→ THE PROBLEM:
Reproduce all the records below character for character, omitting the pictures.

→ EXTRACTED MATERIAL:

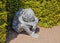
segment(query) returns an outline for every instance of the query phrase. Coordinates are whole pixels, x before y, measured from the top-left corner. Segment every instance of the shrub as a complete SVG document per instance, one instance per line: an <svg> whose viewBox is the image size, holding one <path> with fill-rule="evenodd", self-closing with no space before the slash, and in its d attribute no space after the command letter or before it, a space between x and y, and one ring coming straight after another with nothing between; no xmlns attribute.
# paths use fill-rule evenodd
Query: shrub
<svg viewBox="0 0 60 43"><path fill-rule="evenodd" d="M6 41L7 12L5 9L6 1L0 1L0 43Z"/></svg>
<svg viewBox="0 0 60 43"><path fill-rule="evenodd" d="M19 8L32 8L39 19L39 26L60 24L59 0L8 0L7 10L14 15Z"/></svg>

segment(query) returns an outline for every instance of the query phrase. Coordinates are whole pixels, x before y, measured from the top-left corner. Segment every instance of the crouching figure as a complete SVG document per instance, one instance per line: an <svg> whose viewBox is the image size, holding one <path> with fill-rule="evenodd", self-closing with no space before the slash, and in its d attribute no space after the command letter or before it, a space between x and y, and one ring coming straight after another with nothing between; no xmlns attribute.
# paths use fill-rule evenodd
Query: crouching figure
<svg viewBox="0 0 60 43"><path fill-rule="evenodd" d="M12 27L18 33L25 30L30 36L37 38L38 35L35 33L37 23L38 19L31 8L20 9L14 16Z"/></svg>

→ TASK OUTPUT:
segment(query) returns an outline for every instance of the query phrase. Coordinates are whole pixels, x before y, measured from the top-left corner. Segment every instance of the shrub as a complete SVG document per instance, one instance per line: an <svg> whose viewBox is the image size, holding one <path> with fill-rule="evenodd", self-closing with no space before the slash, and in its d attribute no space after the command letter or before it, a space between x and y, and one ring coming straight after another with nothing between; no xmlns attribute.
# paths use fill-rule evenodd
Query: shrub
<svg viewBox="0 0 60 43"><path fill-rule="evenodd" d="M6 41L7 12L5 9L6 1L0 1L0 43Z"/></svg>
<svg viewBox="0 0 60 43"><path fill-rule="evenodd" d="M19 8L32 8L39 19L39 26L60 24L59 0L8 0L7 10L14 15Z"/></svg>

segment(query) returns an outline for every instance of the query phrase. Coordinates are whole pixels, x before y, measured from the top-left corner. Segment every instance of the crouching figure as a complete SVG document per instance, one instance per line: an <svg> whose viewBox is the image size, holding one <path> with fill-rule="evenodd", self-closing with no space before the slash, and in its d attribute no space after the command letter or before it, a space between x and y, and one ring coming straight after another with nothing between; no xmlns attribute.
# paths use fill-rule evenodd
Query: crouching figure
<svg viewBox="0 0 60 43"><path fill-rule="evenodd" d="M12 27L18 33L25 30L30 36L37 38L38 35L35 33L37 23L38 19L31 8L20 9L14 16Z"/></svg>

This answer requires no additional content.